## Task directions
Pictures stay out; everything else in the records is to be copied exactly.

---

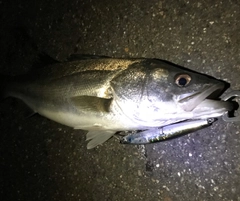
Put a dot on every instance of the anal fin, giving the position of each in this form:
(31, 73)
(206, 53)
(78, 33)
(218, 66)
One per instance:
(98, 137)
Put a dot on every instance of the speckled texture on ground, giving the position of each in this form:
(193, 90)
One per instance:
(42, 160)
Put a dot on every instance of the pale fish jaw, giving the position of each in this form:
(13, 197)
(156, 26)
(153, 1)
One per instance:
(188, 103)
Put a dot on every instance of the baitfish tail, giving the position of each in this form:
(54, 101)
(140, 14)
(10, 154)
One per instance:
(5, 83)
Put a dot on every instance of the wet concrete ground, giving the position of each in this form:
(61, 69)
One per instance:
(43, 160)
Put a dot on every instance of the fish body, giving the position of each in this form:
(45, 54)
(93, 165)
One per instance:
(106, 95)
(166, 132)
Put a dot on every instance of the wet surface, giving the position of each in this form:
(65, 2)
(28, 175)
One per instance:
(43, 160)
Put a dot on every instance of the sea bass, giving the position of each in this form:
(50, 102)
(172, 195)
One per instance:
(106, 95)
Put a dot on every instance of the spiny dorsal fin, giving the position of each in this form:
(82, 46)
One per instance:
(92, 103)
(76, 57)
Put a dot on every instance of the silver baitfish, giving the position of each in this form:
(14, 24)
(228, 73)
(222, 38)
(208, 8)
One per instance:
(106, 95)
(166, 132)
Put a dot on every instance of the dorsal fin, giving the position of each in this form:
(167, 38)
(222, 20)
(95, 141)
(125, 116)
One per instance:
(76, 57)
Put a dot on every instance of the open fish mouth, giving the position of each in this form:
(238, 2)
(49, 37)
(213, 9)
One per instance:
(206, 101)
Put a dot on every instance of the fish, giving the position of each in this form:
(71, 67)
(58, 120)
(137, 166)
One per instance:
(166, 132)
(104, 95)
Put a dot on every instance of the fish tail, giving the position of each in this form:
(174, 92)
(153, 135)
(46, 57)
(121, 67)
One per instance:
(5, 82)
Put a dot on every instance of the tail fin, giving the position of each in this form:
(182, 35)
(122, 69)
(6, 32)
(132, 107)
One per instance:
(5, 81)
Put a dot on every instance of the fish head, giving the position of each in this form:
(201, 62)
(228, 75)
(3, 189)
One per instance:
(155, 90)
(185, 93)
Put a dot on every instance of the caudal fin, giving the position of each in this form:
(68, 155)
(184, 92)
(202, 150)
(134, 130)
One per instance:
(5, 81)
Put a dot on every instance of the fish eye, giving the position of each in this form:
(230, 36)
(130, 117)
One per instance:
(182, 80)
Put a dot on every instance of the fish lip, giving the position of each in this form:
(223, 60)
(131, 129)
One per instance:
(191, 101)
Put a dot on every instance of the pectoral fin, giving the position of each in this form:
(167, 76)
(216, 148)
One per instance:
(92, 104)
(98, 137)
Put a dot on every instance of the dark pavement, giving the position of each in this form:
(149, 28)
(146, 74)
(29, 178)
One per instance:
(43, 160)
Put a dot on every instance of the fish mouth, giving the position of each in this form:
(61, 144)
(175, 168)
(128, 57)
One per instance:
(205, 101)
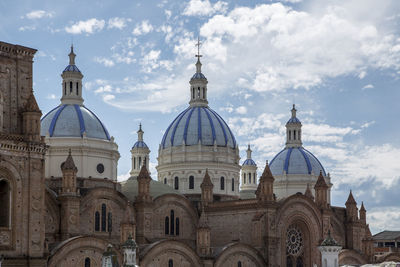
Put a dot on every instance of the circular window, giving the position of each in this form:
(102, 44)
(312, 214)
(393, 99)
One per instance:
(100, 168)
(294, 241)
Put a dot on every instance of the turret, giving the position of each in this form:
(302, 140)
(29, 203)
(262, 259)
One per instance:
(293, 130)
(321, 192)
(144, 180)
(72, 82)
(129, 249)
(31, 119)
(203, 240)
(363, 214)
(249, 173)
(128, 224)
(351, 208)
(265, 190)
(69, 199)
(206, 190)
(140, 154)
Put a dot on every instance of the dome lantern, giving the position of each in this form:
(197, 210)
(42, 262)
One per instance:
(72, 82)
(293, 131)
(198, 84)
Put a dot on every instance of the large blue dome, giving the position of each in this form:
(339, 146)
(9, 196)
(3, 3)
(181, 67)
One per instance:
(72, 120)
(198, 123)
(296, 160)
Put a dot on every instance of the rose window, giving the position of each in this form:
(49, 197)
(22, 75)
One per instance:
(294, 241)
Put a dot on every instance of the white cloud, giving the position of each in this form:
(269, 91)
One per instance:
(241, 110)
(38, 14)
(88, 26)
(117, 23)
(27, 28)
(368, 86)
(106, 62)
(143, 28)
(204, 8)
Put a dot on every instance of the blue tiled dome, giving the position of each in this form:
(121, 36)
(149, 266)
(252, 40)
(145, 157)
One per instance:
(249, 162)
(198, 123)
(140, 144)
(72, 121)
(72, 68)
(295, 160)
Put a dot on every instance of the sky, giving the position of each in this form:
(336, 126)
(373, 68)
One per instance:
(338, 61)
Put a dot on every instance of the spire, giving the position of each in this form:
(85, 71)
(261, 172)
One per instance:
(351, 200)
(140, 133)
(69, 163)
(248, 152)
(293, 130)
(198, 83)
(72, 56)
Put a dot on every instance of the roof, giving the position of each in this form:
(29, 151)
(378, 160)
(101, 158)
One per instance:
(130, 188)
(387, 235)
(198, 124)
(249, 162)
(72, 120)
(296, 160)
(140, 144)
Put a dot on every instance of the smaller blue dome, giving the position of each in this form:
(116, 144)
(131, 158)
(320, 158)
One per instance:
(72, 120)
(72, 68)
(140, 144)
(249, 162)
(199, 75)
(293, 120)
(296, 160)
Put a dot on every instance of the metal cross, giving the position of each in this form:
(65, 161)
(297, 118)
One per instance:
(198, 48)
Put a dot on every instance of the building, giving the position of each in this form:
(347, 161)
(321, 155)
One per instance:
(62, 206)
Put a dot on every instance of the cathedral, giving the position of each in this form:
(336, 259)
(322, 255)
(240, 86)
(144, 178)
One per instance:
(61, 204)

---

## Expected answer
Put a dot on every instance of the anal fin, giving the position of each in this form:
(31, 73)
(206, 53)
(78, 33)
(218, 66)
One per instance:
(98, 137)
Put a dot on every instance of the speckled texture on ground, giving the position of each in this form:
(193, 90)
One per instance:
(42, 160)
Put a dot on every instance of the pale fish jaw, giving the position of each in this form:
(13, 197)
(156, 26)
(153, 1)
One per instance:
(188, 103)
Put a dot on every instance of the baitfish tail, giving the position of each in this form:
(54, 101)
(140, 14)
(10, 154)
One per instance:
(5, 83)
Put a dot on every instance of the wet concrete ground, giving the position of each in this form:
(61, 69)
One per instance:
(43, 160)
Put a dot on every instance of the fish body, giving the position of each in this form:
(45, 54)
(93, 165)
One per instance:
(106, 95)
(166, 132)
Put a dot on every instance of the wet surface, giving the position of each in this form:
(65, 2)
(28, 175)
One per instance:
(43, 160)
Put a dot on every instance of the sea bass, giving the position of each in this form:
(50, 102)
(172, 195)
One per instance:
(106, 95)
Put a dot on every instance of the spiny dorsal fin, giving the position of each in this form:
(82, 46)
One per instance:
(92, 103)
(76, 57)
Put a dot on every instance of the silver baitfish, giving the position of each in this form:
(14, 24)
(228, 73)
(222, 38)
(208, 8)
One per instance:
(106, 95)
(166, 132)
Put a dot on every instance of the dorsal fin, giving the position of each in this form:
(167, 38)
(222, 20)
(95, 141)
(125, 116)
One per instance:
(76, 57)
Put a dot on every instance of the open fish mouth, giving the position of each in this form:
(238, 2)
(49, 37)
(213, 9)
One per instance:
(206, 101)
Put a dot on every instance of the fish, giving the position of each in this form:
(71, 67)
(58, 120)
(137, 166)
One per instance:
(166, 132)
(104, 95)
Put a dot on every instance of the fish tail, giving the position of each in this form:
(174, 92)
(153, 135)
(46, 57)
(121, 67)
One per instance:
(5, 82)
Put a dot on every instance of the tail fin, giving the position of each in this form:
(182, 35)
(122, 69)
(6, 32)
(132, 107)
One per instance:
(5, 81)
Put a dot on every instance of the fish head, giving the position of each in this form:
(201, 62)
(228, 75)
(3, 189)
One per instance:
(155, 90)
(185, 93)
Put a dot on every instance of the caudal fin, giving the position of each in this form:
(68, 155)
(184, 92)
(202, 150)
(134, 130)
One per instance:
(5, 81)
Put a dot on every instance of the fish eye, giving the position of each in this form:
(230, 36)
(130, 117)
One per instance:
(182, 80)
Put a dot on every instance of the fish lip, giving the position of each in this form:
(223, 60)
(131, 129)
One per instance:
(191, 101)
Put a dot on every instance of the pectoral fin, giving the position of each in this form:
(167, 76)
(216, 148)
One per instance:
(92, 104)
(98, 137)
Put a dot on every instance of the dark pavement, giving the position of each in this form:
(149, 28)
(146, 74)
(29, 178)
One per instance:
(43, 160)
Put a dot on every instance of the fish mouth, giving the position of each in this form:
(61, 144)
(175, 168)
(128, 57)
One per instance:
(205, 101)
Put a dot on every instance of the circular window, giving the position of each in this form:
(102, 44)
(312, 214)
(393, 99)
One per instance:
(100, 168)
(294, 241)
Put a dot on every instance of the turret, giving the position of each in this form:
(302, 140)
(29, 203)
(262, 259)
One per instance:
(293, 130)
(321, 192)
(144, 180)
(72, 82)
(129, 249)
(31, 119)
(203, 240)
(363, 214)
(249, 173)
(128, 224)
(351, 208)
(265, 190)
(69, 199)
(206, 190)
(140, 154)
Put a dot on every instance of the dome lantern, giving the position of each in this form:
(197, 210)
(42, 262)
One per instance:
(72, 82)
(293, 131)
(198, 84)
Put a dot on every instance of the large blue dome, giving the position of each in this form:
(339, 146)
(9, 196)
(3, 3)
(181, 67)
One per instance:
(72, 120)
(198, 123)
(296, 160)
Put a dot on every instance of the rose window, giving the position of each in this form:
(49, 197)
(22, 75)
One per instance:
(294, 241)
Put a dot on every instance of the white cloud, giving the position of each in this form:
(269, 91)
One per instance:
(241, 110)
(38, 14)
(88, 26)
(117, 23)
(27, 28)
(368, 86)
(106, 62)
(143, 28)
(204, 8)
Put a dot on every instance of the blue tiled dome, giving the position of each in this form:
(121, 36)
(149, 266)
(252, 40)
(145, 157)
One per instance:
(249, 162)
(198, 123)
(140, 144)
(72, 121)
(72, 68)
(295, 160)
Put a dot on every instance of the sky, giving the position of each in this form:
(336, 126)
(373, 68)
One per instance:
(338, 61)
Put a dot on every instance of the spire, giving the position of each in this form:
(85, 71)
(261, 172)
One per instance:
(351, 200)
(140, 133)
(69, 163)
(248, 152)
(293, 130)
(198, 83)
(72, 56)
Put a dot on every instance of the roof, giving the position of each in this form:
(29, 151)
(378, 160)
(101, 158)
One per instance:
(130, 188)
(387, 235)
(198, 124)
(249, 162)
(72, 120)
(296, 160)
(140, 144)
Put a dot on every instance of the smaller blue dome, giving the position of each in this form:
(116, 144)
(131, 158)
(320, 158)
One per instance:
(72, 120)
(72, 68)
(140, 144)
(249, 162)
(199, 75)
(293, 120)
(296, 160)
Put a dot on every instance of the metal cross, giving the position of each in this form:
(65, 161)
(297, 118)
One per instance:
(198, 48)
Put a dot on every instance of the building, giving the position of each in this form:
(347, 161)
(321, 155)
One per instance:
(62, 206)
Put a dot on every instance of the cathedral, giving the position of each in this form:
(336, 259)
(322, 255)
(240, 86)
(144, 178)
One per instance:
(61, 204)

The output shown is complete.